**DIRECTIONS:**
A. In the essay about the DRS, since what year has the DRS existed?
B. Please resume the essay about the DRS and its Digital Library after its last sentence, not the data.

**ARTICLE:**
▽
Introducing myself and my “arriving” to the DRS
I am a graphic designer, with almost forty years of professional practice and undergraduate design teaching, as well as a researcher for twenty years, starting within the PhD Programme at the University of Barcelona.
This research path drove me to the DRS in the first decade of this century, when I realised that the DRS is the oldest multidisciplinary academic society of design research (since 1966), promoting design theories, methods and practices and, understanding research and its relationship to education and practice.
In these six decades, the DRS has embraced the theoretical concerns of the discipline, providing a space for the dissemination of research work, methodological proposals and reflections, case studies, etc. That’s why the research results from DRS Conference proceedings are the subject of my own studies, as the conferences bring together the theoretical effort of design.
My connections with the DRS Digital Library
In a way, what I am about to relate could be considered a prequel to the DRS Digital Library.
In 2015 I applied for a DRS research grant offered as part of the commemoration of the 50th anniversary of the DRS. Three researchers received the grant that year, with the commitment to present our research results at the special anniversary session in DRS2016 Brighton Conference:
Søren Rosenbak, from Umeå Institute of Design, Sweden, presented his work “Fifty Years of Failures”, reflecting on design as a process of learning from failure.
Darren Umney, from The Open University, UK, presented his study of the networks of design research in a reconstructed review of themes and actors in the DRS papers.
My presentation was "DRS Conferences: a barometer and a mirror of theoretical reflection of design discipline - a review and a discussion", examining the theoretical development of design research, through the papers published over 50 years.
That was completely in line with Darren’s work, giving us the opportunity to dialogue and collaborate with each other, so I shared with him all the material I had been digitising from the early pre-DRS conferences (1962, 1965, 1967), the printed proceedings of the DRS (1971, 1976, 1980) and partial (or pre-print) material collected from various sources (1973, 1978 and 1984).
△
**DATA:**
▽
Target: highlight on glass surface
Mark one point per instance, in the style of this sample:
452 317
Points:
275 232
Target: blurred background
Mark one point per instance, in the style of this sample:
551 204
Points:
△
**EXPECTED RESULTS:**
A. 1966

B.
That was the beginning of the Digital Library, driven by Darren Umney, backed at that time by Peter Lloyd, and continued by DRS in a systematic way, committed to open knowledge.
My selected readings
I recommend the reading, and “re-reading”, of those early DRS proceedings, where key methodological concepts emerged, reflecting the concerns of society at that time, anticipating problems or phenomena that we still experience today, as a society and as designers.
Examples of that are concepts such as "participatory design" (DRS 1971), dealing with user participation in decision-making, also addressing disability, and therefore, inclusion.
The 1973 DRS conference, “Design Activity”, gathered research papers from fifteen countries, addressing topics within design activity, such as the nature of design decision-making, the process and the objectives of design, "the who, the why, the how", in Tom Maver's words.
The DRS 1976 conference, "Changing Design”, addressed the changing role of design in society, taking into account the changes that society was experiencing at the time. Thus, this notion of change opened up new thinking on issues such as design education, technology assessment, and the human context of designing.
DRS1980 "Design: Science: Method" proposed a deeper epistemological reflection, perhaps as a kind of reaction, or rejection, of previous methodological approaches, where this new emphasis lies on design research and “designerly inquiry”, in Archer’s words.
It is also essential to mention the 1978 Conference –led by Professor Nigan Bayazit (RIP) and Mine Inceoglu– which for the first time was held outside of Europe (in Istanbul), opening a space for another kind of reflection.
Although in the Digital Library, only the index of topics and titles of research articles of DRS 1978 is available, it is inspiring to see the topics addressed, such as “Human consequences of design”, “Psychological determinants in the design process”, or the very recent concept at that time, “Design Thinking and methods”.
Finally, my synthetic view is that the open access that the Digital Library is offering to researchers, teachers, and students –belonging or not to design discipline– constitutes an opportunity to have enough perspective –and context– in understanding the development of design research.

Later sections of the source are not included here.